Lead-gen funnel stages

A lead-generation funnel tracks the path from anonymous visitor to captured lead, to qualified lead, to sales opportunity, to closed deal. Each stage is a definition you set, and the hand-off points (marketing-qualified to sales-qualified) are where counts blur. Defining every stage as a concrete event keeps the funnel honest.

Partially verified

What this means

A common lead-gen funnel is: visitor → lead (contact captured) → marketing-qualified lead (MQL) → sales-qualified lead (SQL) → opportunity → customer. The early stages live in analytics and forms; the later stages usually live in a CRM. Each stage is whatever you define it to be, so the funnel is only as comparable as its definitions.

Where the counts blur

The MQL→SQL hand-off is the classic friction point: marketing and sales often define 'qualified' differently, so leads appear to vanish between systems when they are really being reclassified. Aligning the definitions, and instrumenting each stage transition as an event, turns a vague pipeline into a measurable funnel.

• _PROVIDED MATERIAL_
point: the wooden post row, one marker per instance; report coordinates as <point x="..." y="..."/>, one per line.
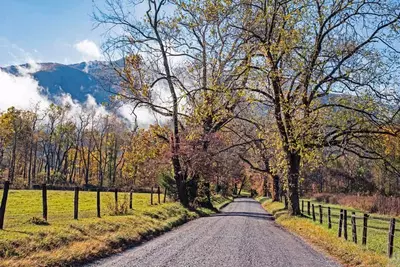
<point x="159" y="194"/>
<point x="44" y="201"/>
<point x="4" y="203"/>
<point x="391" y="236"/>
<point x="365" y="228"/>
<point x="313" y="212"/>
<point x="345" y="224"/>
<point x="329" y="218"/>
<point x="116" y="198"/>
<point x="76" y="202"/>
<point x="131" y="199"/>
<point x="98" y="204"/>
<point x="340" y="223"/>
<point x="354" y="227"/>
<point x="320" y="214"/>
<point x="151" y="196"/>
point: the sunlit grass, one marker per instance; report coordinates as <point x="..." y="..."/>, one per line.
<point x="66" y="241"/>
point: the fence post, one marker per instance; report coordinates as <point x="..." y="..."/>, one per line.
<point x="151" y="196"/>
<point x="345" y="224"/>
<point x="131" y="199"/>
<point x="116" y="198"/>
<point x="329" y="218"/>
<point x="365" y="227"/>
<point x="44" y="201"/>
<point x="391" y="237"/>
<point x="313" y="212"/>
<point x="98" y="203"/>
<point x="76" y="202"/>
<point x="4" y="203"/>
<point x="340" y="223"/>
<point x="320" y="214"/>
<point x="354" y="227"/>
<point x="159" y="194"/>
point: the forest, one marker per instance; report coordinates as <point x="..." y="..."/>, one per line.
<point x="285" y="98"/>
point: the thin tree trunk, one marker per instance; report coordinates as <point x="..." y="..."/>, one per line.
<point x="293" y="183"/>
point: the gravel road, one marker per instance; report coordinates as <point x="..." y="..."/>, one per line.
<point x="242" y="235"/>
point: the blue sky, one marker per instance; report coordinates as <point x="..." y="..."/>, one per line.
<point x="47" y="31"/>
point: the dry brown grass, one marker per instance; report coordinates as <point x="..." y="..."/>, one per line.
<point x="371" y="204"/>
<point x="345" y="252"/>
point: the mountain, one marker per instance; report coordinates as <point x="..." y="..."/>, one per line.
<point x="96" y="78"/>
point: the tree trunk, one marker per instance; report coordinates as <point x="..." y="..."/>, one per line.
<point x="293" y="183"/>
<point x="181" y="185"/>
<point x="275" y="194"/>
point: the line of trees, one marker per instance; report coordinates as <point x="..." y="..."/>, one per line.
<point x="292" y="81"/>
<point x="283" y="94"/>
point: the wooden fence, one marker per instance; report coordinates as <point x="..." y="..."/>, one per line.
<point x="6" y="190"/>
<point x="343" y="223"/>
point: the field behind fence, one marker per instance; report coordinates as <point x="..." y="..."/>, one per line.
<point x="22" y="207"/>
<point x="376" y="233"/>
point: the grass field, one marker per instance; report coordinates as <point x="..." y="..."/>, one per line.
<point x="378" y="226"/>
<point x="66" y="241"/>
<point x="348" y="253"/>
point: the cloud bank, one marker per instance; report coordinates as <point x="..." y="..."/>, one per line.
<point x="88" y="49"/>
<point x="22" y="92"/>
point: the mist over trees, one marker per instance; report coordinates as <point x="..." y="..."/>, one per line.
<point x="288" y="96"/>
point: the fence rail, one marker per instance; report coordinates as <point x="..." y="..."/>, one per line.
<point x="359" y="225"/>
<point x="74" y="211"/>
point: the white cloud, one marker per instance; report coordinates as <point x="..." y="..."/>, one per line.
<point x="145" y="117"/>
<point x="22" y="92"/>
<point x="88" y="49"/>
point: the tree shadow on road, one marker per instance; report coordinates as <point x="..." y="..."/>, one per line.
<point x="263" y="216"/>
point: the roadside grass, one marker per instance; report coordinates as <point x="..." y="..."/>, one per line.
<point x="70" y="242"/>
<point x="378" y="226"/>
<point x="346" y="252"/>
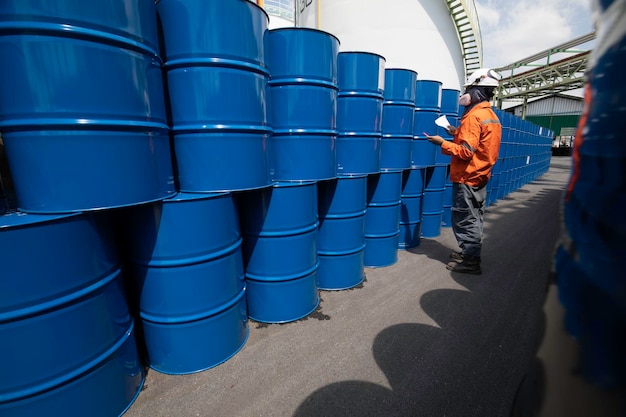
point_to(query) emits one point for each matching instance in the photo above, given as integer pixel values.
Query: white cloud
(516, 29)
(488, 14)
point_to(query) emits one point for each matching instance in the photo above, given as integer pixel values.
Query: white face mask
(465, 100)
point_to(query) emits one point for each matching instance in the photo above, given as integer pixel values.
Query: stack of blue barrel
(280, 223)
(84, 125)
(428, 101)
(237, 171)
(450, 109)
(342, 201)
(382, 220)
(590, 276)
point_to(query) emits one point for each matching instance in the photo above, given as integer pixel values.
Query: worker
(474, 150)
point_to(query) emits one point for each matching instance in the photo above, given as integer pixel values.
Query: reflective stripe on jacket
(475, 146)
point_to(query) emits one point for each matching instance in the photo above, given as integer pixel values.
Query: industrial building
(225, 208)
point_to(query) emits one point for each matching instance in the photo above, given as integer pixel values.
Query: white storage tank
(419, 35)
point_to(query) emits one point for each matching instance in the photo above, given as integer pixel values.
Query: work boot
(469, 265)
(457, 256)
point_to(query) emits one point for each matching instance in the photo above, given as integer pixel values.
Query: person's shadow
(456, 368)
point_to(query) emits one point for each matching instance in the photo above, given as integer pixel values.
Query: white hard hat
(485, 77)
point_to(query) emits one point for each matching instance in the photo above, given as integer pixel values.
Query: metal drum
(279, 226)
(423, 153)
(361, 82)
(187, 279)
(90, 131)
(397, 128)
(217, 80)
(428, 95)
(303, 88)
(448, 198)
(67, 335)
(411, 207)
(342, 204)
(432, 205)
(382, 219)
(450, 102)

• _WRITTEN INSTRUCTION 1_
According to the text on lead-gen funnel stages, where do the later stages of the funnel usually live?
• _WRITTEN INSTRUCTION 2_
Decide whether each statement agrees with the text on lead-gen funnel stages, answering yes or no and quoting the words that settle it: (a) The early stages of the funnel live in a CRM. (b) The MQL→SQL hand-off is described as the classic friction point. (c) Leads that seem to vanish between systems are really being reclassified.
• _WRITTEN INSTRUCTION 3_
Quote the part of the text on lead-gen funnel stages that opens with the words containing "Lead-gen funnel stages" and closes with "the funnel honest.".

• _EXERCISE SOLUTION 1_
They usually live in a CRM.

• _EXERCISE SOLUTION 2_
(a) No: "The early stages live in analytics and forms"
(b) Yes: "The MQL→SQL hand-off is the classic friction point"
(c) Yes: "leads appear to vanish between systems when they are really being reclassified"

• _EXERCISE SOLUTION 3_
Lead-gen funnel stages

A lead-generation funnel tracks the path from anonymous visitor to captured lead, to qualified lead, to sales opportunity, to closed deal. Each stage is a definition you set, and the hand-off points (marketing-qualified to sales-qualified) are where counts blur. Defining every stage as a concrete event keeps the funnel honest.